▶ [DATA LISTING]:
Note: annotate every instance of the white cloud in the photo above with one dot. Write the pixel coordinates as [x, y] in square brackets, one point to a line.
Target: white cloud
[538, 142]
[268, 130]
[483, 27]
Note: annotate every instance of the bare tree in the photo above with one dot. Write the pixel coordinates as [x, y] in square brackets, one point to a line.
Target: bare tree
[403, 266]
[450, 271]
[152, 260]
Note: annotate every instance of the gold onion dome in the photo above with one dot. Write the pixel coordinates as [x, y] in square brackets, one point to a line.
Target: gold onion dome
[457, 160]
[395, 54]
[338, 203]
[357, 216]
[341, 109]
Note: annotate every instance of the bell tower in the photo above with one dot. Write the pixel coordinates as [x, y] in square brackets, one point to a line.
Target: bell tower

▶ [WHAT YOU ARE ASKED TO DO]: Copy out only the lines from the one containing "Note: annotate every instance of the bare" down to the last line of the material, keeping both ends.

▶ [EXPECTED OUTPUT]:
Note: annotate every instance of the bare tree in the photo above with one dot. Write the pixel coordinates as [x, y] in square brackets, one point to a line.
Target: bare tree
[403, 266]
[450, 271]
[152, 260]
Note: annotate every instance of the gold onion dome in the photo above with one dot. Write the pixel coordinates as [x, y] in square brackets, one point to a line.
Target: gold onion dome
[457, 160]
[395, 54]
[338, 203]
[357, 216]
[341, 109]
Note: annotate every instance of the bell tower in the photo above with one dot. Write the pixel coordinates as [x, y] in square brackets, one point to a line.
Target: bell tower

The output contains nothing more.